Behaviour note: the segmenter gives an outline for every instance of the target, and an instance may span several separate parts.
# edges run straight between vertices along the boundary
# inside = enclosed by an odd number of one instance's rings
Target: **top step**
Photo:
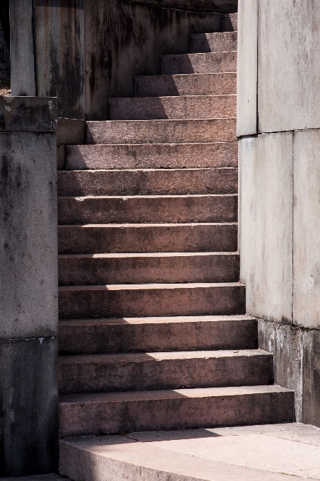
[[[237,50],[237,32],[200,33],[190,36],[190,53]]]

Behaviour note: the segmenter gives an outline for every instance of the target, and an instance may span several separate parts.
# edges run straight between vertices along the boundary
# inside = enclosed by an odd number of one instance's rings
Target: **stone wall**
[[[227,28],[221,12],[237,4],[11,0],[13,95],[57,95],[59,117],[108,119],[109,99],[132,96],[135,75],[160,74],[160,54],[188,52],[191,33]]]
[[[57,117],[0,98],[0,477],[56,467]]]
[[[320,427],[320,5],[240,0],[241,280],[275,382]]]

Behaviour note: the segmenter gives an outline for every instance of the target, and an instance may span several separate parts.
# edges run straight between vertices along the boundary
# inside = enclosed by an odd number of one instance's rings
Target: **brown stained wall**
[[[186,53],[191,33],[220,31],[227,14],[217,11],[233,12],[237,4],[28,0],[32,8],[26,21],[25,1],[12,0],[11,22],[33,32],[33,45],[18,45],[11,36],[13,95],[57,95],[60,117],[89,120],[109,118],[109,98],[132,95],[134,75],[159,74],[161,54]],[[34,67],[29,62],[30,92],[20,62],[26,54],[35,54]]]

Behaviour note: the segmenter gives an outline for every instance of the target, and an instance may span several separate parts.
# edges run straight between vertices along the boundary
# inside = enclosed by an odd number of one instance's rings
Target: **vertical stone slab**
[[[240,272],[247,311],[292,320],[292,134],[239,141]]]
[[[259,132],[320,127],[319,30],[319,2],[259,0]]]
[[[258,1],[239,0],[237,135],[256,134]]]
[[[320,131],[295,134],[293,318],[320,328]]]
[[[36,95],[32,0],[10,0],[13,95]]]

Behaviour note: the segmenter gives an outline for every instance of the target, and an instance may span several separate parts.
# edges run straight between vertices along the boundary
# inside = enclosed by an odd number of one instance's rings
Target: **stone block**
[[[292,134],[239,141],[240,279],[247,313],[292,318]]]
[[[0,134],[0,339],[55,335],[56,136]]]
[[[237,135],[256,134],[258,0],[239,0]]]
[[[320,131],[295,133],[293,163],[293,317],[320,328]]]
[[[0,340],[0,477],[52,473],[57,339]]]
[[[259,132],[318,128],[320,4],[259,4]]]

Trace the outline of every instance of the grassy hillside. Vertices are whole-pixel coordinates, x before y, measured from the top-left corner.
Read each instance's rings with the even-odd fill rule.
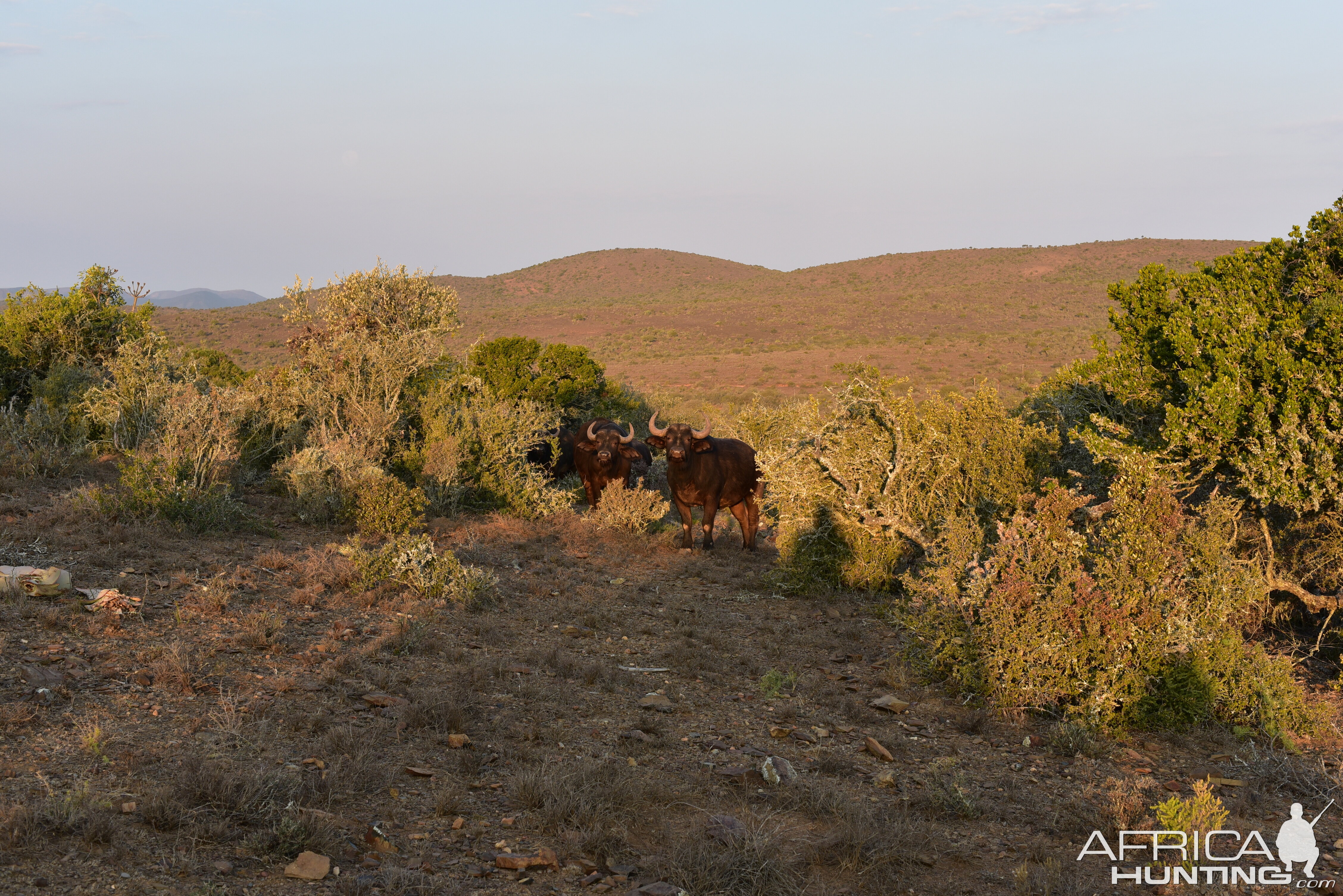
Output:
[[[815,390],[865,361],[920,389],[987,382],[1009,398],[1091,351],[1105,284],[1151,262],[1189,270],[1249,241],[1121,240],[911,252],[772,271],[666,249],[606,249],[485,278],[441,276],[461,296],[462,350],[524,334],[588,346],[618,380],[709,400]],[[281,361],[273,299],[212,311],[163,309],[172,337]]]

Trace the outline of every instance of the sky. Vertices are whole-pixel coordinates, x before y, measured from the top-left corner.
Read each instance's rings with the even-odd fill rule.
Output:
[[[1343,4],[0,0],[0,286],[1268,239]]]

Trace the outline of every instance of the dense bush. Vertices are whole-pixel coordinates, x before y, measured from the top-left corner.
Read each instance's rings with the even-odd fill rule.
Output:
[[[496,398],[470,377],[432,384],[419,406],[423,441],[403,463],[435,514],[502,510],[544,516],[569,506],[567,494],[526,461],[559,424],[555,408]]]
[[[637,392],[608,382],[583,346],[500,337],[473,345],[463,372],[496,398],[559,410],[567,425],[595,417],[643,421],[653,413]]]
[[[1197,508],[1151,461],[1123,461],[1111,499],[1046,482],[986,555],[948,550],[905,582],[909,652],[1002,707],[1103,728],[1222,719],[1311,731],[1289,660],[1245,641],[1268,606],[1238,561],[1238,502]]]
[[[633,488],[615,480],[602,491],[602,503],[588,512],[598,528],[619,528],[627,533],[646,533],[662,522],[672,502],[662,492],[643,487],[637,480]]]
[[[498,585],[489,570],[463,565],[453,551],[436,553],[428,535],[398,535],[377,550],[368,550],[356,537],[341,553],[353,561],[363,587],[398,582],[428,600],[477,606]]]
[[[85,271],[62,294],[36,286],[11,292],[0,314],[0,401],[27,398],[52,365],[103,363],[122,342],[149,333],[153,306],[125,311],[117,271]]]
[[[1111,286],[1117,347],[1046,381],[1026,416],[1068,439],[1066,468],[1088,490],[1101,492],[1115,461],[1139,452],[1159,452],[1191,482],[1225,483],[1262,520],[1273,590],[1320,609],[1305,586],[1334,590],[1338,565],[1312,558],[1343,555],[1340,527],[1313,522],[1343,511],[1340,284],[1343,199],[1304,232],[1193,272],[1148,266]]]
[[[330,523],[349,516],[360,483],[384,475],[357,451],[342,443],[302,448],[275,464],[275,478],[294,499],[298,518],[306,523]]]
[[[406,535],[424,524],[424,492],[395,476],[368,476],[355,495],[355,527],[364,535]]]
[[[901,385],[860,368],[831,401],[743,412],[795,585],[888,590],[950,537],[974,531],[978,550],[1048,467],[1057,440],[1009,416],[992,390],[919,405]]]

• _Task directions_: Copy out all of the material above line for line, omitting the pictures.

• _Answer in full_:
Behaviour note: the segmenter gives an outline for every instance of the target, and an instance may span several separate parts.
# edges run straight between vertices along the boundary
# inside = enclosed by an odd number of one instance's rings
Target: **top step**
Photo:
[[[237,50],[237,32],[200,33],[190,36],[190,53]]]

Behaviour note: the segmenter gives an outline for every instance of the target, and an instance may span several separate parts.
# edges run straight between vertices along the boundary
# inside = enclosed by an odd number of one instance's rings
Target: **stone wall**
[[[227,28],[221,12],[237,4],[11,0],[13,95],[57,95],[59,117],[108,119],[109,99],[132,96],[135,75],[160,74],[160,54],[188,52],[191,33]]]
[[[57,117],[0,98],[0,477],[56,467]]]
[[[320,427],[320,5],[240,0],[241,280],[275,382]]]

Behaviour note: the segmenter gives an outline for every instance of the target, and an instance may span several separate parts.
# edges run straight between vertices along the boundary
# inside = enclosed by an odd number of one instance's rings
Target: **brown stained wall**
[[[186,53],[191,33],[220,31],[227,14],[217,11],[233,12],[237,4],[28,0],[32,8],[26,21],[25,1],[12,0],[11,22],[33,32],[33,45],[18,45],[11,36],[13,95],[57,95],[60,117],[89,120],[109,118],[109,98],[132,95],[134,75],[159,74],[161,54]],[[34,67],[29,62],[30,92],[20,62],[26,54],[35,54]]]

Behaviour note: the segmenter gives an outline for every instance of the target, and an instance may span several separate parts.
# edges run straight between vertices along the boundary
# inside = enclosed by an odd number of one instance's rings
Target: **vertical stone slab**
[[[240,272],[247,311],[292,320],[292,134],[239,141]]]
[[[259,132],[320,127],[319,30],[319,2],[259,0]]]
[[[258,1],[239,0],[237,135],[256,134]]]
[[[320,131],[295,134],[293,318],[320,328]]]
[[[36,95],[32,0],[10,0],[13,95]]]

Behaviour note: the segmenter gives an outline for every instance of the target, and an instance may span several separate parts.
# edges run straight between vertices along the boundary
# inside = enclosed by an odd number of one instance's rings
Target: **stone block**
[[[292,134],[239,141],[240,279],[247,313],[292,318]]]
[[[0,134],[0,339],[55,335],[56,136]]]
[[[237,135],[256,134],[258,0],[239,0]]]
[[[320,131],[295,133],[293,163],[293,317],[320,328]]]
[[[0,340],[0,477],[52,473],[57,339]]]
[[[259,132],[318,128],[320,4],[259,4]]]

Trace the outline of every instance of the grassy hillside. Vertices are whole-pixel coordinates, x before y, measured from the top-left corner.
Read each instance's rings with the even-odd fill rule.
Output:
[[[815,390],[865,361],[920,389],[987,382],[1009,398],[1091,351],[1105,284],[1151,262],[1189,270],[1249,241],[1121,240],[911,252],[772,271],[666,249],[606,249],[485,278],[441,276],[461,296],[462,350],[524,334],[588,346],[618,380],[709,400]],[[281,361],[273,299],[212,311],[163,309],[172,337]]]

Trace the outline of every instance of the sky. Vertices are whole-pixel coordinates, x before y, measured from the top-left corner.
Read each instance's rings with the even-odd fill rule.
Output:
[[[1343,4],[0,0],[0,286],[1268,239]]]

Trace the outline of every instance of the dense bush. Vertices are whole-pixel coordinates, x before y, measured from the top-left corner.
Read each instance's rings with the even-odd fill rule.
Output:
[[[496,398],[470,377],[432,384],[419,406],[423,441],[403,463],[435,514],[502,510],[544,516],[569,506],[567,494],[526,461],[559,424],[555,408]]]
[[[637,392],[608,382],[583,346],[500,337],[473,345],[463,372],[496,398],[559,410],[567,425],[595,417],[643,421],[653,413]]]
[[[1197,508],[1151,461],[1123,461],[1111,499],[1046,482],[986,555],[948,550],[905,582],[909,652],[1002,707],[1103,728],[1222,719],[1311,731],[1289,660],[1245,641],[1268,606],[1238,561],[1238,502]]]
[[[633,488],[615,480],[602,491],[602,503],[588,512],[598,528],[619,528],[627,533],[646,533],[662,522],[672,502],[662,492],[643,487],[637,480]]]
[[[498,585],[489,570],[463,565],[453,551],[436,553],[428,535],[398,535],[377,550],[368,550],[356,537],[341,553],[353,561],[363,587],[398,582],[428,600],[477,606]]]
[[[85,271],[62,294],[36,286],[11,292],[0,314],[0,401],[27,398],[52,365],[103,363],[122,342],[149,333],[153,306],[125,311],[117,271]]]
[[[1111,286],[1117,347],[1046,381],[1026,416],[1068,439],[1066,468],[1088,490],[1101,492],[1115,461],[1139,452],[1159,452],[1191,482],[1225,483],[1262,520],[1273,590],[1320,609],[1305,586],[1334,590],[1338,565],[1312,558],[1343,555],[1340,527],[1313,522],[1343,511],[1340,284],[1343,199],[1304,232],[1193,272],[1148,266]]]
[[[330,523],[349,516],[360,483],[384,475],[357,451],[342,443],[302,448],[275,464],[275,478],[294,499],[298,518],[306,523]]]
[[[406,535],[424,524],[424,492],[395,476],[368,476],[355,495],[355,527],[364,535]]]
[[[901,385],[860,368],[831,401],[743,412],[795,585],[888,590],[950,537],[974,531],[978,550],[1048,467],[1057,440],[1009,416],[992,390],[919,405]]]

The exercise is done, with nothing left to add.